### How to complete this task
Leave out the pictures and transcribe every entry below exactly.

═══ The data

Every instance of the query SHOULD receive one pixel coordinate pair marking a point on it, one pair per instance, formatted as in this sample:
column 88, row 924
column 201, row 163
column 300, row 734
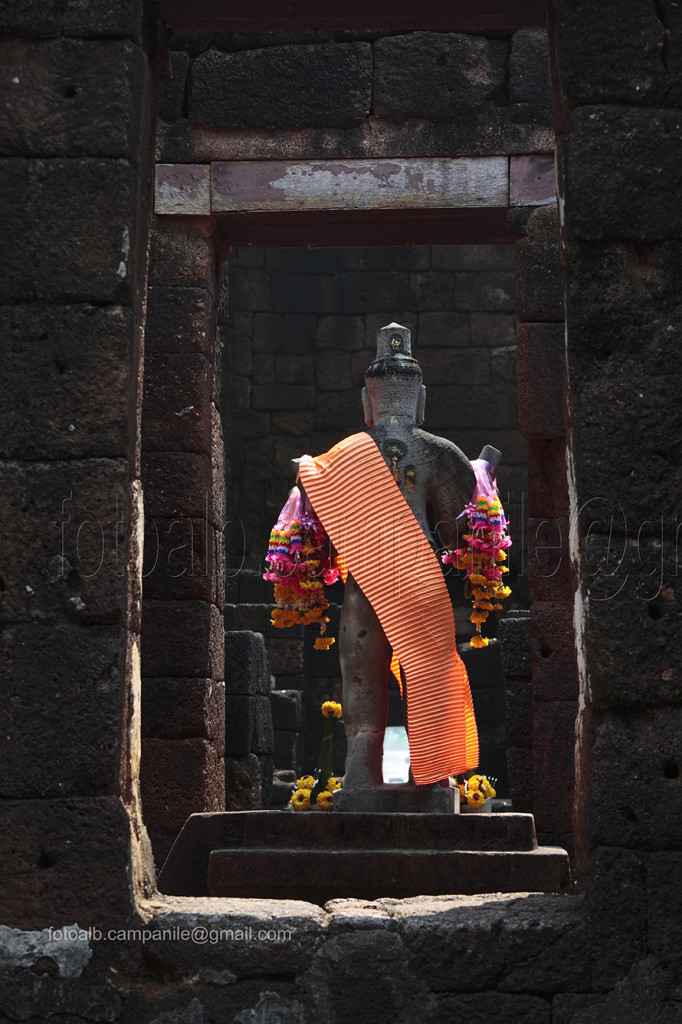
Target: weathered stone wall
column 76, row 115
column 351, row 94
column 183, row 691
column 619, row 124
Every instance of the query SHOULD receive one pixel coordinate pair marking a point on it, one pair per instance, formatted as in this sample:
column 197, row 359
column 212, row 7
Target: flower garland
column 484, row 550
column 475, row 790
column 318, row 790
column 299, row 567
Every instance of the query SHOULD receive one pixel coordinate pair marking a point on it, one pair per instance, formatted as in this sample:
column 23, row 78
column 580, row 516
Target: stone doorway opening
column 300, row 333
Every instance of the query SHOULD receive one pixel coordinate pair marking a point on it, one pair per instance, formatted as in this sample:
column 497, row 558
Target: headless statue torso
column 431, row 473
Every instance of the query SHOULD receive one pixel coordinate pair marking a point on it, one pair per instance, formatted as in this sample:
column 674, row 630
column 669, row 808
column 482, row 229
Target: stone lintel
column 182, row 188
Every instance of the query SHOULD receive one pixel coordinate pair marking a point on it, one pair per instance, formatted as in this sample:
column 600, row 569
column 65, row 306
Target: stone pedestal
column 396, row 799
column 317, row 856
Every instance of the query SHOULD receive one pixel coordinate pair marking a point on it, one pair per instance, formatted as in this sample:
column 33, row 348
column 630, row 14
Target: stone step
column 317, row 876
column 430, row 836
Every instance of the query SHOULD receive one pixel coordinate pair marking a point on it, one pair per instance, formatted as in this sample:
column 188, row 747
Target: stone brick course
column 305, row 85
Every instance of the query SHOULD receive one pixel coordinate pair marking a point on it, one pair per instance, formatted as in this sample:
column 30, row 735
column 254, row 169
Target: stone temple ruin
column 209, row 211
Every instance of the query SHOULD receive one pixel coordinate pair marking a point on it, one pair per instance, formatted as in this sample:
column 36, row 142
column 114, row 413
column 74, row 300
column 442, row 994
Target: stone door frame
column 217, row 205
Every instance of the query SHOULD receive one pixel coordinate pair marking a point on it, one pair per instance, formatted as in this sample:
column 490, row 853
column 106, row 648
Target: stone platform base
column 317, row 856
column 396, row 799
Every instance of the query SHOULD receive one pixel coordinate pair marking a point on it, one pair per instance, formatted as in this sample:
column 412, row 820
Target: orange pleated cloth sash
column 372, row 526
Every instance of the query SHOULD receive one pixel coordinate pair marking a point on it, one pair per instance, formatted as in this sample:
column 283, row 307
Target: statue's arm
column 453, row 484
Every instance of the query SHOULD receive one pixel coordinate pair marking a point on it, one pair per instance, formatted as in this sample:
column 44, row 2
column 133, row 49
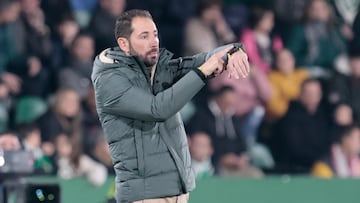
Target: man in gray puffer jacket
column 139, row 90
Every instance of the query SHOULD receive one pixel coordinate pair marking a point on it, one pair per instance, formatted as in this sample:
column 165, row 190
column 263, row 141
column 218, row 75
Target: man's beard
column 147, row 60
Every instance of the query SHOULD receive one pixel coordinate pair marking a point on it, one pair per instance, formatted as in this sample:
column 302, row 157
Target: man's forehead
column 143, row 24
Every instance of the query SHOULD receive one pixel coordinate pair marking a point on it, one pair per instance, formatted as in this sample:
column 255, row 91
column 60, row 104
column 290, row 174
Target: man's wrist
column 200, row 72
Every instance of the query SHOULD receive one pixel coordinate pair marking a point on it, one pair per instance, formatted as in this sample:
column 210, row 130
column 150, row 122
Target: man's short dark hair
column 123, row 26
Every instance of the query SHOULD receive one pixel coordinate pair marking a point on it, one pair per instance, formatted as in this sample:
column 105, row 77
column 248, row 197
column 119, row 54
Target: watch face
column 43, row 193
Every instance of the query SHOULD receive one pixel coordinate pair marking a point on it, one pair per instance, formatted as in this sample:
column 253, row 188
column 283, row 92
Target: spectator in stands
column 32, row 74
column 305, row 128
column 251, row 95
column 288, row 13
column 31, row 140
column 219, row 121
column 201, row 151
column 96, row 146
column 71, row 162
column 54, row 11
column 77, row 74
column 208, row 29
column 317, row 42
column 260, row 43
column 64, row 34
column 342, row 116
column 6, row 102
column 343, row 159
column 9, row 141
column 346, row 10
column 82, row 10
column 285, row 81
column 170, row 17
column 34, row 34
column 9, row 13
column 102, row 23
column 346, row 89
column 356, row 31
column 90, row 119
column 63, row 116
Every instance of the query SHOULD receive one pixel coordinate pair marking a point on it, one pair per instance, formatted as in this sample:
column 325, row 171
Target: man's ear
column 124, row 45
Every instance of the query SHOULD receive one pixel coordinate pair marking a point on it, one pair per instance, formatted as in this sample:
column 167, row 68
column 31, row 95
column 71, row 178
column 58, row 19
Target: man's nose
column 155, row 42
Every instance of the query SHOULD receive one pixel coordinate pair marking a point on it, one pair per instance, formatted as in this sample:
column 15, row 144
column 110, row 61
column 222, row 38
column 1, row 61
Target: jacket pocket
column 139, row 147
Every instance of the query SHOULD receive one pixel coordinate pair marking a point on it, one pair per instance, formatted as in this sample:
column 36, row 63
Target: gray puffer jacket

══════

### Answer to the problem
Every instance of the query SHOULD receive one pixel coordinate pair marking a point on it, one pair per instance, formatted as in this sample:
column 88, row 924
column 201, row 163
column 300, row 734
Target: weathered stone wall
column 76, row 115
column 351, row 94
column 183, row 691
column 619, row 124
Every instance of the query SHOULD receive one pixel coordinate pair marking a point on it, one pair per instance, formatted as in this sample:
column 197, row 359
column 212, row 7
Target: flower garland
column 484, row 550
column 475, row 790
column 318, row 790
column 299, row 567
Every instance of the query SHOULD receive one pixel coordinate pair marking a point on it, one pair per instance, formatted as in this sample:
column 23, row 78
column 580, row 516
Target: stone doorway opening
column 300, row 333
Every instance of the query SHOULD receive one pixel coordinate pair marking a point on it, one pair per instance, formatted as in this sample:
column 497, row 558
Target: headless statue torso
column 431, row 473
Every instance of the query SHOULD receive one pixel coordinate pair marking a point on it, one pair per instance, formatted as in this sample:
column 674, row 630
column 669, row 808
column 482, row 229
Target: stone lintel
column 182, row 188
Every instance of the query SHOULD receive one pixel coordinate pair marking a point on it, one pair per instance, formatted as in this sample:
column 600, row 569
column 65, row 306
Target: stone pedestal
column 396, row 799
column 317, row 856
Every instance of the query SHOULD receive one pixel coordinate pair marking a point on it, one pair per instance, formatted as in this sample:
column 33, row 348
column 630, row 14
Target: stone step
column 317, row 876
column 430, row 836
Every instance of the query SHOULD receive one pixel coordinate pair marking a point on it, one pair per instance, formatted as in this sample:
column 188, row 747
Target: stone brick course
column 305, row 85
Every instance of the query SHOULD receive one pixel coordinate pair marking a point on it, one pair per instance, formatted as in this sample:
column 30, row 735
column 254, row 169
Target: stone temple ruin
column 209, row 211
Every instance of the query SHOULD receive one pixel coordinate pair marking a point on it, one pair per instance, formatted as in this sample:
column 36, row 142
column 114, row 413
column 74, row 300
column 442, row 994
Target: stone door frame
column 217, row 205
Every instance of the query SHOULD receive one pixel coordinate pair marking a point on it, one pair per instance, formatted as in this sample:
column 490, row 853
column 106, row 648
Target: stone platform base
column 317, row 856
column 396, row 799
Every instance of the query SHOULD receive one pixel coordinate pair marking a point on it, one pair per instance, formatted as in this sample:
column 412, row 820
Target: orange pleated cloth sash
column 372, row 526
Every instance of the query SHOULD receive one pixel coordinate pair marking a point on it, one pair per instance, formatted as in this sample:
column 283, row 307
Target: statue's arm
column 453, row 484
Every instance of the query SHOULD receive one pixel coordinate pair marking a point on it, one pair per instance, formatted as in this sample:
column 44, row 2
column 133, row 49
Target: man in gray puffer jacket
column 139, row 90
Every instance of the query SHOULD receive one pixel coordinate pair marking a point on it, one pair per instance, formatted as in this sample:
column 165, row 190
column 263, row 141
column 218, row 75
Target: man's beard
column 147, row 60
Every instance of the query SHOULD receive one pixel coordinate pair marking a point on it, one pair per instance, formatted as in this sample:
column 302, row 157
Target: man's forehead
column 143, row 24
Every instance of the query SHOULD receive one pixel coordinate pair marking a point on it, one pair per instance, formatted as in this sample:
column 255, row 91
column 60, row 104
column 290, row 174
Target: man's wrist
column 200, row 72
Every instance of the query SHOULD receive one pixel coordinate pair marking a point on it, one pair per instance, formatted as in this sample:
column 210, row 130
column 150, row 122
Target: man's short dark hair
column 123, row 26
Every instance of the query SHOULD receive one pixel coordinate pair marking a point on it, one pair per instance, formatted as in this sample:
column 105, row 77
column 248, row 197
column 119, row 54
Target: watch face
column 43, row 193
Every instance of the query SHOULD receive one pixel coordinate pair marking a point on it, one pair per instance, formatted as in this sample:
column 253, row 188
column 283, row 92
Target: spectator in stands
column 32, row 74
column 305, row 128
column 251, row 95
column 288, row 13
column 31, row 140
column 219, row 121
column 201, row 151
column 96, row 146
column 71, row 162
column 54, row 11
column 77, row 74
column 208, row 29
column 317, row 42
column 260, row 43
column 64, row 34
column 342, row 116
column 6, row 102
column 343, row 159
column 9, row 141
column 346, row 10
column 82, row 10
column 285, row 81
column 170, row 17
column 34, row 34
column 9, row 13
column 102, row 23
column 346, row 89
column 356, row 31
column 90, row 119
column 63, row 116
Every instance of the query SHOULD receive one pixel coordinate pair marking a point on it, one pair per instance, formatted as in this sample:
column 325, row 171
Target: man's ear
column 124, row 45
Every instance of the query SHOULD receive one pixel coordinate pair marking a point on it, one pair per instance, formatted as in this sample:
column 167, row 68
column 31, row 95
column 71, row 178
column 58, row 19
Target: man's nose
column 155, row 42
Every instance of the query SHOULD receive one pixel coordinate pair marking a point on it, one pair per instance, formatted as in this sample:
column 15, row 144
column 110, row 61
column 222, row 38
column 1, row 61
Target: jacket pocket
column 139, row 147
Every instance of the query SHOULD receive one pixel coordinate pair marking a point on it, one pair per instance, formatted as in this sample:
column 36, row 63
Target: gray puffer jacket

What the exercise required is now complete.